§ **Exercise details**:
Where an image occurs, skip it and print the rest of the records verbatim.

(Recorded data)
———

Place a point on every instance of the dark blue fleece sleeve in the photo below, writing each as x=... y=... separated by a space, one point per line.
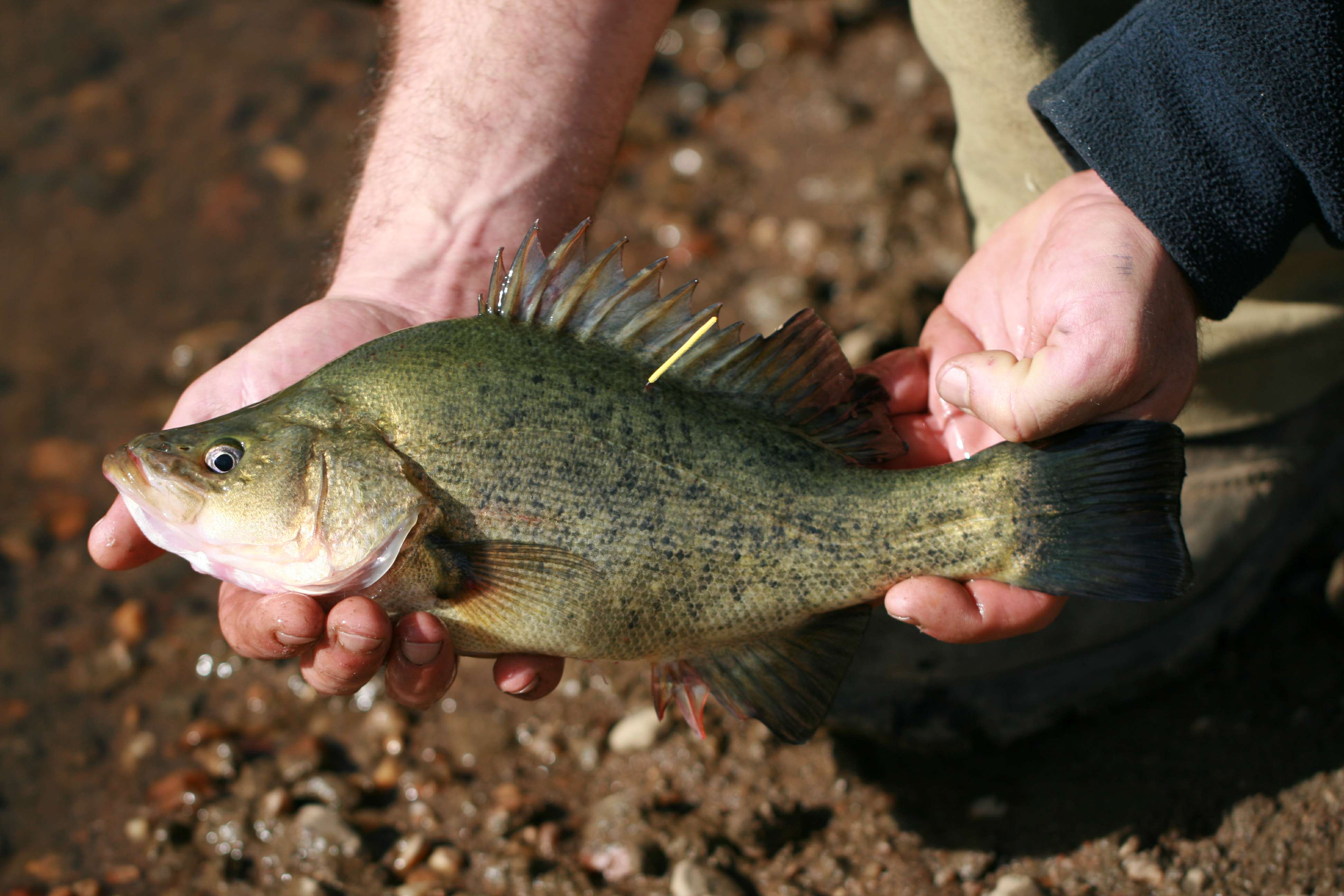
x=1220 y=123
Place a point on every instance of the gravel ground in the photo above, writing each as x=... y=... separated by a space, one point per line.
x=171 y=175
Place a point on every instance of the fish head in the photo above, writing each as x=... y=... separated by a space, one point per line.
x=271 y=503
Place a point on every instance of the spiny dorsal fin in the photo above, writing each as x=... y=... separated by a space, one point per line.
x=797 y=375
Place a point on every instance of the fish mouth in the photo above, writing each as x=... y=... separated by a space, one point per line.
x=151 y=487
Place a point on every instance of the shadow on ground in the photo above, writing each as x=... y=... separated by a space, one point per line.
x=1261 y=715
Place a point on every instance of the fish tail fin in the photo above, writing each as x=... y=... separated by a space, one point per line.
x=787 y=682
x=1100 y=514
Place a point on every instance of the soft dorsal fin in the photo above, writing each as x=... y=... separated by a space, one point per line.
x=796 y=375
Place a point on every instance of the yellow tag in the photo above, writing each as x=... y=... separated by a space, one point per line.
x=684 y=348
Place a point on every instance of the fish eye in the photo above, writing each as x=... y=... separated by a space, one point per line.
x=224 y=457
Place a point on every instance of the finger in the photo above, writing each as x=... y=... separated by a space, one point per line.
x=905 y=375
x=268 y=626
x=118 y=543
x=979 y=610
x=529 y=676
x=351 y=649
x=422 y=664
x=1060 y=388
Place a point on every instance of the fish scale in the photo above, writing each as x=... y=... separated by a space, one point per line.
x=518 y=476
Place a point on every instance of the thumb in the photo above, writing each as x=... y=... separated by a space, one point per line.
x=1034 y=397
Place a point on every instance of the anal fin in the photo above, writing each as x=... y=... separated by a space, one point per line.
x=785 y=682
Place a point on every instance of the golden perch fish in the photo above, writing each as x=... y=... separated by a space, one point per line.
x=516 y=476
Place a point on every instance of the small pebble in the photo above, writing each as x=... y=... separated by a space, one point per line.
x=615 y=861
x=334 y=790
x=1015 y=886
x=1144 y=871
x=409 y=852
x=138 y=831
x=121 y=875
x=179 y=789
x=140 y=746
x=130 y=623
x=694 y=879
x=637 y=731
x=300 y=758
x=322 y=828
x=508 y=797
x=275 y=804
x=1195 y=880
x=202 y=731
x=48 y=868
x=803 y=238
x=386 y=773
x=286 y=163
x=218 y=758
x=447 y=863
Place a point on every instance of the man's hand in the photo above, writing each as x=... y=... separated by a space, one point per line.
x=496 y=115
x=340 y=649
x=1070 y=314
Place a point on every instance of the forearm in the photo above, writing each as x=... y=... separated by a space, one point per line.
x=1218 y=123
x=496 y=115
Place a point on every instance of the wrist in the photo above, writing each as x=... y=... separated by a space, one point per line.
x=495 y=116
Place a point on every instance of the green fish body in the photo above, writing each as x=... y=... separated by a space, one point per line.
x=516 y=476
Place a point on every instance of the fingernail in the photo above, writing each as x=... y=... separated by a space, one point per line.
x=529 y=687
x=898 y=612
x=955 y=388
x=357 y=643
x=420 y=653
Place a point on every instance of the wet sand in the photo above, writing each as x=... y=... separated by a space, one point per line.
x=171 y=179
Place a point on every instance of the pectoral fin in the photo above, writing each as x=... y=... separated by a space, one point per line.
x=787 y=682
x=526 y=577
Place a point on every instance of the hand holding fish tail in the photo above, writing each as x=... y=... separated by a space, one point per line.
x=1070 y=314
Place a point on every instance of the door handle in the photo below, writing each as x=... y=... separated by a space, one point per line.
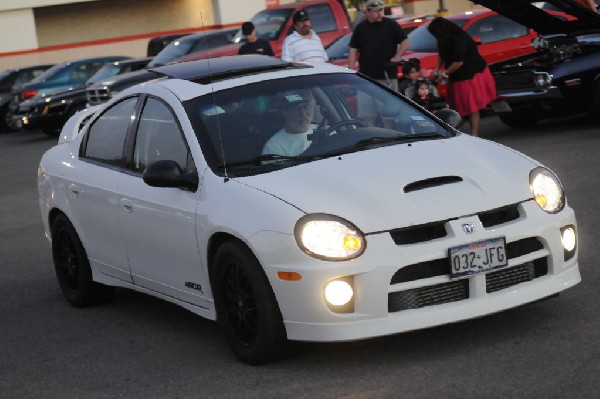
x=74 y=189
x=127 y=205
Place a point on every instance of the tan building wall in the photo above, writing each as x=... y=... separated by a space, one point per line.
x=117 y=18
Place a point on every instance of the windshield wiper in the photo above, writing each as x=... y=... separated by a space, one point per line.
x=393 y=139
x=267 y=159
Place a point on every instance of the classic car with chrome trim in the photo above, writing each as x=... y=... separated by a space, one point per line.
x=563 y=76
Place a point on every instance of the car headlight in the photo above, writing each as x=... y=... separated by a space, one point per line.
x=329 y=237
x=547 y=190
x=543 y=79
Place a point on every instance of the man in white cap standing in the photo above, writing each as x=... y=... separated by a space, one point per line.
x=375 y=42
x=303 y=44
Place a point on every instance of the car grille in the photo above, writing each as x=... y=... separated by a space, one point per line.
x=97 y=96
x=427 y=296
x=441 y=267
x=515 y=80
x=459 y=290
x=431 y=231
x=505 y=278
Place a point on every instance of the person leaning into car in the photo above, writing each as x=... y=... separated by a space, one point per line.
x=471 y=86
x=378 y=41
x=254 y=44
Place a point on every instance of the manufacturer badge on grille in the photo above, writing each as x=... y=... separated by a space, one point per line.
x=468 y=228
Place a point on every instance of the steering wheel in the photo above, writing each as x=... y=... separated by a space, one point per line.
x=345 y=122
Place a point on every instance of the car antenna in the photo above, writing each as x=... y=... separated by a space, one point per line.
x=212 y=89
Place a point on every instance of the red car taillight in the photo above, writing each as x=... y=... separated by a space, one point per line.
x=29 y=93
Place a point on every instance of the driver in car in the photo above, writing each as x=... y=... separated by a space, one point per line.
x=297 y=108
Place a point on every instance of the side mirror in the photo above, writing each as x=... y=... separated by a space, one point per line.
x=449 y=116
x=166 y=173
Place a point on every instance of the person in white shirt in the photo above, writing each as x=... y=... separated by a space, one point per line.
x=303 y=44
x=298 y=110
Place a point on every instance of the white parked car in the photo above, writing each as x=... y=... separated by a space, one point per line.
x=379 y=218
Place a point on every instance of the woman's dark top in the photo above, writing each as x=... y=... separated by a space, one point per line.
x=462 y=49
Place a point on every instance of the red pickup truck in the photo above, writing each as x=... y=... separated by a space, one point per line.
x=329 y=20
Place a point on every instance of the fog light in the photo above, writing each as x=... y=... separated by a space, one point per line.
x=338 y=292
x=568 y=239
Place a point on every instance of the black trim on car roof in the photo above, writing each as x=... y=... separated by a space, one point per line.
x=208 y=70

———

§ **Expected answer**:
Place a point on every instance of the dark blue fleece sleeve in the photo below, writing each as x=... y=... separated by a space, one point per line.
x=1220 y=123
Place a point on every instance of the gravel ground in the photo above, writing each as x=... y=... separated by a space, one point per line.
x=171 y=175
Place a point on every instance of the fish head in the photo above, writing each as x=... y=... separated by a space, one point per line.
x=271 y=503
Place a point on every instance of the spiny dorsal fin in the photo above, writing each as x=... y=... separated by a space, one point per line.
x=797 y=375
Place a point on every instance of the fish mouth in the photo above, writing each as x=... y=... separated by a space, one point per line.
x=151 y=487
Place a point on every instance of the shadow on ground in the photo above, writing each as x=... y=... separated by a space, one point per line.
x=1261 y=715
Place a point on every instance of the fish tail fin in the photo above, writing each as x=... y=... separated by a space, one point per line.
x=787 y=682
x=1100 y=514
Place a point on every instance of the soft dorsal fin in the photo above, writing each as x=... y=... separated by a space, one point per line.
x=796 y=375
Place a point on every instance of the yellow tag in the photo above, writing each as x=... y=... separated by a space, one point per line.
x=684 y=348
Place a point on every instance of the fish eye in the photo above, writing each as x=... y=... separated by a space, one point per line.
x=224 y=457
Place a point on every instance of the finger in the photo above, writing each as x=... y=... separated by a space, one point per line.
x=905 y=375
x=268 y=626
x=118 y=543
x=979 y=610
x=529 y=676
x=351 y=649
x=422 y=664
x=1060 y=388
Place a point on every instance of the fish scale in the photo above, writing each as x=... y=... separated by a space, one point per line.
x=518 y=476
Place a point on every instance of the thumb in the photo above, writing each as x=... y=... separated by a space, one point per line.
x=1034 y=397
Place a point on every instance of the anal fin in the photo above, writing each as x=... y=... separated by a space, one point per line.
x=785 y=682
Place a point on every instance of the golden perch fish in the photo above, writing each as x=... y=... separated by a space, one point per line.
x=516 y=476
Place a point on every instance of the small pebble in the photo above, writing each as x=... y=... separated by a space, one point per line.
x=615 y=861
x=334 y=790
x=1015 y=886
x=1144 y=871
x=409 y=852
x=138 y=831
x=121 y=875
x=179 y=789
x=140 y=746
x=130 y=623
x=694 y=879
x=637 y=731
x=300 y=758
x=322 y=828
x=508 y=797
x=275 y=804
x=1195 y=880
x=202 y=731
x=48 y=868
x=803 y=238
x=386 y=773
x=286 y=163
x=218 y=758
x=447 y=863
Place a point on every instance of the man's hand in the photo above, writing each as x=... y=... separated by a space, one point per line.
x=496 y=115
x=340 y=649
x=1070 y=314
Place a point on every instance of the forearm in the photo above, writing each as x=... y=... separated by a space, one point per line.
x=1218 y=123
x=496 y=115
Place a point on every instance of the wrist in the photo above, writing each as x=... y=... separated by a space, one point per line.
x=495 y=116
Place a point on every instance of the green fish body in the photo above, writing each as x=... y=... separated by a space, one point per line.
x=516 y=476
Place a point on every instance of the fingernail in the photo above, writing each as x=... y=... separated by a space, one point per line.
x=529 y=687
x=898 y=612
x=955 y=388
x=357 y=643
x=420 y=653
Place a point on every instance of the wet sand in the photo above, writing each as x=... y=... separated by a space, one point per line.
x=171 y=179
Place a point on every instance of the pectoral fin in the photo above, writing each as x=... y=... separated by a space, one point per line.
x=787 y=682
x=526 y=577
Place a point on every instance of the hand holding fish tail in the photo above, writing each as x=... y=... separated by a space, one point per line.
x=1070 y=314
Place a point on every instance of the door handle in the photo below, writing each as x=... y=... separated by a space, one point per line.
x=74 y=189
x=127 y=205
Place a point on every instance of the tan building wall in the photo above, writing each as x=... y=... separated by a space, one point per line.
x=117 y=18
Place a point on every instance of the windshield wiper in the photo above, writing each as x=... y=... separated by a space, one point per line.
x=393 y=139
x=267 y=159
Place a point on every instance of the classic car with chrome trim in the photo above, writing each as x=... y=... separated by a space, one point per line.
x=563 y=76
Place a point on every instance of the car headlight in the photo above, writing each as x=... y=... separated by a space, one point per line.
x=329 y=237
x=547 y=190
x=543 y=79
Place a point on every instance of the man in white cap standing in the photo above, writing each as x=... y=... separated by a space, one point per line.
x=375 y=42
x=303 y=44
Place a point on every instance of the car grille in the photo above, writing each as x=... y=... separated by a space, one point per line.
x=97 y=96
x=427 y=296
x=441 y=267
x=515 y=80
x=459 y=290
x=431 y=231
x=505 y=278
Place a point on every instance of the person leaning into car in the photo above, writing each as x=... y=... separated by a space, one point per line.
x=471 y=86
x=378 y=41
x=254 y=44
Place a point on every instance of the manufacturer badge on grille in the photo above, writing each as x=... y=... separated by a space, one point per line.
x=468 y=228
Place a point on every instance of the steering wheel in the photo above, writing each as x=... y=... separated by a space, one point per line.
x=345 y=122
Place a point on every instance of the car antenna in the photo above, writing each as x=... y=... separated by a space, one point per line.
x=212 y=89
Place a point on every instance of the red car taillight in the photo above, writing each as x=... y=... separated by a space, one point per line.
x=29 y=93
Place a point on every instance of the driver in car in the photo above, writing each as x=... y=... separated by a space, one point per line.
x=297 y=108
Place a point on every instance of the side mirror in the photo above, writing each as x=... y=... separated by a space, one point per line.
x=449 y=116
x=166 y=173
Place a point on every instance of the person in white shirt in the photo above, writing each as x=... y=... separated by a space, one point per line.
x=303 y=44
x=298 y=110
Place a point on every instance of the white parked car in the photo above, writing each as x=... y=... separated by a space, one point per line.
x=379 y=218
Place a point on every instance of the woman's dark top in the photo above, writing each as x=... y=... separated by a space, one point per line.
x=462 y=49
Place a point on every instance of the red pickup truck in the photo above, writing each as x=... y=... separated by a space, one point per line.
x=329 y=20
Place a point on every instance of the fog light in the photo above, writing each as x=... y=... separated by a space, one point per line.
x=338 y=292
x=568 y=239
Place a point on every instance of the black trim on car roof in the photo above, writing each as x=... y=... separated by a space, one point per line.
x=208 y=70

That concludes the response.